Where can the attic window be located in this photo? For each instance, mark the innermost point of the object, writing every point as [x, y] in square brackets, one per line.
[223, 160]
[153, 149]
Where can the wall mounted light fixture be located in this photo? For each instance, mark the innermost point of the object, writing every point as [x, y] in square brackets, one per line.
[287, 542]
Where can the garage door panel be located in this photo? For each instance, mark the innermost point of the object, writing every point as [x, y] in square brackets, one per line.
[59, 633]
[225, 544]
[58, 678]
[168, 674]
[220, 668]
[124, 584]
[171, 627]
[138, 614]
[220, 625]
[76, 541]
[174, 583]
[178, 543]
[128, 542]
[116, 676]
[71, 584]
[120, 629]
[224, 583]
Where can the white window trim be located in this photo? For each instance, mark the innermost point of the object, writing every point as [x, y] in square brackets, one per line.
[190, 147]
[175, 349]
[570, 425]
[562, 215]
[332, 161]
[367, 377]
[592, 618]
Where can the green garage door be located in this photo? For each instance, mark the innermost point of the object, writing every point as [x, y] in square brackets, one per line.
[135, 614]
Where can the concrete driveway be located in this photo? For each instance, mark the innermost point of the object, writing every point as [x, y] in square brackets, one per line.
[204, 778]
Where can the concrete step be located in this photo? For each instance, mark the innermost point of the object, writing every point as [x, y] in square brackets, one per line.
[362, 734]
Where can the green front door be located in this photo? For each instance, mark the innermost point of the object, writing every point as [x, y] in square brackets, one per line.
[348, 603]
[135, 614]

+ + +

- EXERCISE: Quote, word for word, every line starting at the one that contains "Where can the wall" and ending with the final line of the entries.

- RESPONSE BELOW:
Where can the wall mounted light fixture be located in this photo? For each instance, mark the innermost point of the object, writing every point as [x, y] in square brackets, one per line.
[287, 542]
Where can the garage door panel be located in this photo? For each instance, mark the innermost point of the object, writing every point as [x, y] in square brackets, one per line.
[59, 633]
[225, 544]
[58, 678]
[168, 674]
[220, 668]
[124, 584]
[171, 627]
[138, 614]
[220, 625]
[76, 541]
[174, 583]
[178, 543]
[128, 542]
[116, 676]
[71, 584]
[120, 629]
[224, 583]
Where can the white window trim be located in this photo? For each instance, mark the innermost point of the object, writing every point as [x, y] in square brackets, one per line.
[190, 147]
[175, 349]
[570, 425]
[562, 215]
[332, 161]
[367, 377]
[592, 618]
Where can the green garage door be located in this photo? For each instance, mark the innermost point of the object, writing every point as [x, y] in square brackets, one per line.
[135, 614]
Where can the concrete driveway be located in this photo? For each instance, mark the innermost point of the object, writing every point as [x, y] in square brackets, one per line.
[204, 778]
Where can the concrete step be located in this photo? For each instance, mark the innermost point of the object, writing every point as [x, y] in square brackets, one per line.
[362, 734]
Where can the green front door be located in this photo? For each instance, mark the innermost point of the object, writing every point as [x, y] in square brackets, one per line.
[348, 603]
[135, 614]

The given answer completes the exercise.